__WHAT TO WORK ON__. Copy out, word for word, everything from the line containing "ceiling fan in" down to the end of the entries below.

-- START OF SUPPLIED RECORDS --

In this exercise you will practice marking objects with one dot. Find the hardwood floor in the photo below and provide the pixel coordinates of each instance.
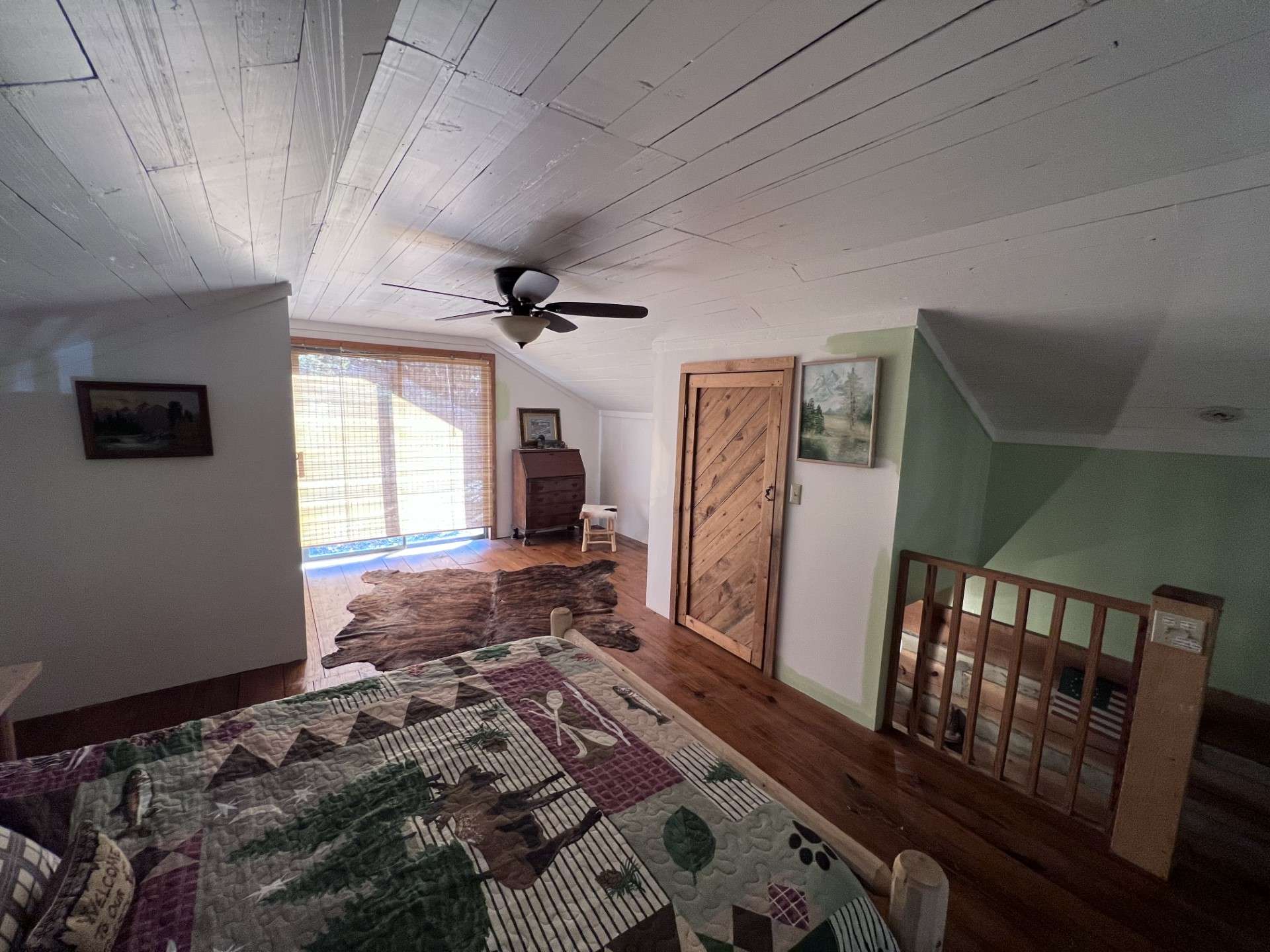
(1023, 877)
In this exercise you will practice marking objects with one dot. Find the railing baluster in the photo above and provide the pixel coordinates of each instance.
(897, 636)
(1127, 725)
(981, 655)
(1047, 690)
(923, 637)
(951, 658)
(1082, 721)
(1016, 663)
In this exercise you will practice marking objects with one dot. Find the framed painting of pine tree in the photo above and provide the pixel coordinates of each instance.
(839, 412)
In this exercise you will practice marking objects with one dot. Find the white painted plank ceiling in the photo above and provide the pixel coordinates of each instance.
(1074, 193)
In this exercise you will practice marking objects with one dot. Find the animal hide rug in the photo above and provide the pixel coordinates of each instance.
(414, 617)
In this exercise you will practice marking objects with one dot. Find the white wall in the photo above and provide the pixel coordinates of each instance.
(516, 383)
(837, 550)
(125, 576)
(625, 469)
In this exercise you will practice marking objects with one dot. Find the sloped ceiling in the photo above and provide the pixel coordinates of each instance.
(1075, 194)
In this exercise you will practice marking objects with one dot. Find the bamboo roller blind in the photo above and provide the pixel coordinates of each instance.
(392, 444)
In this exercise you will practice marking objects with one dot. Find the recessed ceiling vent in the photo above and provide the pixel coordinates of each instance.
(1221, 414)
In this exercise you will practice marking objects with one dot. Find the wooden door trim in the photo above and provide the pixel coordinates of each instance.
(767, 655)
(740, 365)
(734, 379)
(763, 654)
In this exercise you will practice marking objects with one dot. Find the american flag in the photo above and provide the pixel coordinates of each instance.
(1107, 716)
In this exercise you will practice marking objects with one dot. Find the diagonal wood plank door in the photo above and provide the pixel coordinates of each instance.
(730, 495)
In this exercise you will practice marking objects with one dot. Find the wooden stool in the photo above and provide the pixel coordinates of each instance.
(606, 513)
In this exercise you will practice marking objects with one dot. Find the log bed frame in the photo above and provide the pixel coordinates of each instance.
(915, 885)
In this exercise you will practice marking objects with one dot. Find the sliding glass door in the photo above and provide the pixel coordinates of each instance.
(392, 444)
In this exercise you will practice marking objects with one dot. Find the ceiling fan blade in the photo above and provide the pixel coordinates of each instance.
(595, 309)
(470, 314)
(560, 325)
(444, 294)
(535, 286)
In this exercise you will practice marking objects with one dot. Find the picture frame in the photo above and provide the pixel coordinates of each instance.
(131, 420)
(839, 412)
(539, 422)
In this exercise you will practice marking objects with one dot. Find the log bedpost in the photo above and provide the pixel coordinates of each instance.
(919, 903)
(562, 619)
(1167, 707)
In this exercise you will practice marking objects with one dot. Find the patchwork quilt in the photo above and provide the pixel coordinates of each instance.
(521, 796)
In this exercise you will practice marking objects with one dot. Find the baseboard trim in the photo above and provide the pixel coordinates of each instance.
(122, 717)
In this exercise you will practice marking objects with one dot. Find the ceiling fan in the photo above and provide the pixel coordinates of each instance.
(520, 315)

-- END OF SUPPLIED RECORDS --

__EXERCISE RESPONSE__.
In this exercise you will practice marking objects with one dot. Find the ceiling fan in the photo above and provide the pixel coordinates of each instance.
(520, 315)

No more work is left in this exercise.